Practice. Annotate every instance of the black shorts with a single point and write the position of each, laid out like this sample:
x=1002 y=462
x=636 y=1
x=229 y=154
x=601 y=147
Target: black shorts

*Task item*. Answer with a number only. How many lines in the records include the word "shorts"?

*The completed task*. 2